# Exercise instructions:
Write out the entries below once more, exactly, with the pictures left out.

(Collected data)
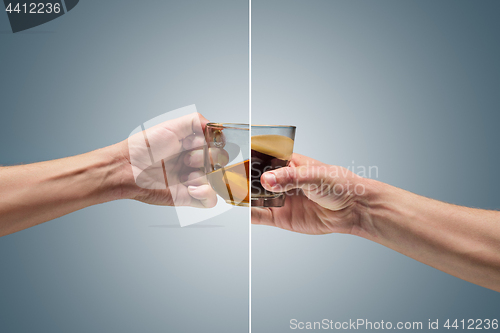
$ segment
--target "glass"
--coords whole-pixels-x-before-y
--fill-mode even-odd
[[[249,125],[208,123],[205,127],[205,173],[227,203],[248,207]]]
[[[284,193],[266,191],[260,177],[266,171],[288,166],[293,154],[295,126],[252,125],[252,207],[281,207]]]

# Solution for this task:
$ segment
--target "glass"
--coords whole-pixels-x-before-y
--fill-mode even-odd
[[[249,125],[208,123],[205,127],[205,173],[227,203],[248,207]]]
[[[284,193],[266,191],[260,177],[266,171],[288,166],[293,154],[295,126],[252,125],[252,207],[281,207]]]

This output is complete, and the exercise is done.